Start of Block
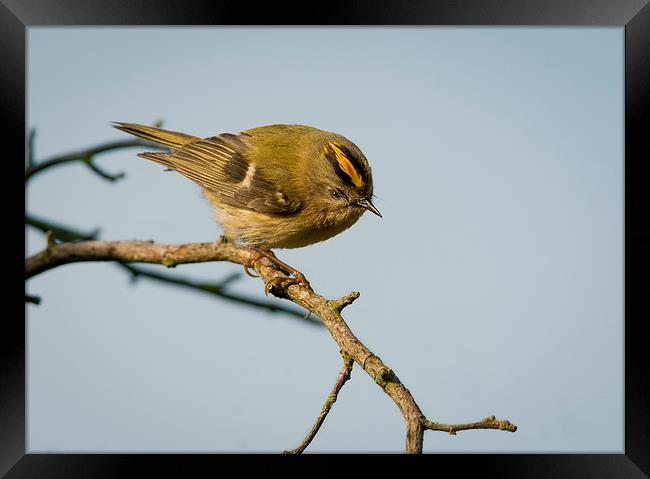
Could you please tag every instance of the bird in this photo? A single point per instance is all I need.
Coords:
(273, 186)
End of Block
Start of Block
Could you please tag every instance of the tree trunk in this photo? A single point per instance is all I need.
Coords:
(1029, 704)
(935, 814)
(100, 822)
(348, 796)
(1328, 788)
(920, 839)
End of Block
What the exercise asks:
How many of the lines in the data above carry the word "point"? Say the number and nothing else.

Response area:
2